--- BEGIN Selection ---
# How many euros....



## Eddie1875 (May 29, 2013)

can i legally take out of Spain.


----------



## el pescador (Mar 14, 2013)

10k i think but i would insist on getting a receipt from where you get the money so you have valid proof of where it came from.


----------



## Alcalaina (Aug 6, 2010)

€10k is the maximum you can take without having to declare it. You can take more if you declare it to Customs and have all the paperwork.

Cash controls - European commission

EDIT: sorry, this link is for if you are coming from outside the EU. I think the same applies though.


----------



## Eddie1875 (May 29, 2013)

Thanks guys,i was told it was only 6000,how sure are you that its 10,000?


----------



## StewartL (Sep 5, 2013)

The Spanish National Law for Cash Control is "Order EHA/1439/2006 of the Ministry of Economy and Treasury, which entered into force in February 2007, establishes the obligation to declare (i) cash movements of €10,000 of more when entering or leaving Spain in accordance with the EU Control of Cash Regulation, and (ii) cash movements of €100,000 or more within the Spanish territory. "

Monitoring of Cash Movements - International Law Office


----------



## Horlics (Sep 27, 2011)

As much as you like as long as it isn't stolen. 



Eddie1875 said:


> can i legally take out of Spain.


----------



## Eddie1875 (May 29, 2013)

Horlics said:


> As much as you like as long as it isn't stolen.


Haha horlics,it's not stolen,i have a spare 30,000 that i want to move to uk,my bank here BBVA keep moving it and then when i try to access it it takes them ages to find it,even told me once that my account was empty, then i found out that they can move money to high interest accounts if it's just lying there.


----------



## extranjero (Nov 16, 2012)

Oh to have a SPARE 30,000 euros!


----------



## liverpool_expat (Jul 11, 2014)
--- END Selection ---
--- BEGIN Supplied data ---
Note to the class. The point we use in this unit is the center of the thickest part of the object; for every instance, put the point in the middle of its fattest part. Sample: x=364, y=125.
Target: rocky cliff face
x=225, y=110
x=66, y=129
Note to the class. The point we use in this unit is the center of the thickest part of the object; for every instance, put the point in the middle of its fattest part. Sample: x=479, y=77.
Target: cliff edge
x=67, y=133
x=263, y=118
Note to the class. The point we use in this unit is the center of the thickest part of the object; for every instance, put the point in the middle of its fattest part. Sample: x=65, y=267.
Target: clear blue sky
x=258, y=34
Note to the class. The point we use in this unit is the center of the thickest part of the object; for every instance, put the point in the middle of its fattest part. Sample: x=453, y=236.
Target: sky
--- END Supplied data ---
Set of tasks ->
a) Based on the thread, say yes or no to each statement and quote the words that decide it: (i) €10,000 is given as the most that can be taken without declaring it; (ii) the Spanish order requires declaring cash movements of €10,000 or more within Spanish territory; (iii) Eddie1875 has a spare 30,000 to move to the UK.
b) Print the part of the thread between "10k i think" and "same applies though.", inclusive.
The data stand apart from the thread and are not part of it.

Answers for the exercise ->
a)
(i) Yes: "€10k is the maximum you can take without having to declare it."
(ii) No: "cash movements of €100,000 or more within the Spanish territory."
(iii) Yes: "i have a spare 30,000 that i want to move to uk"

b)
10k i think but i would insist on getting a receipt from where you get the money so you have valid proof of where it came from.


----------



## Alcalaina (Aug 6, 2010)

€10k is the maximum you can take without having to declare it. You can take more if you declare it to Customs and have all the paperwork.

Cash controls - European commission

EDIT: sorry, this link is for if you are coming from outside the EU. I think the same applies though.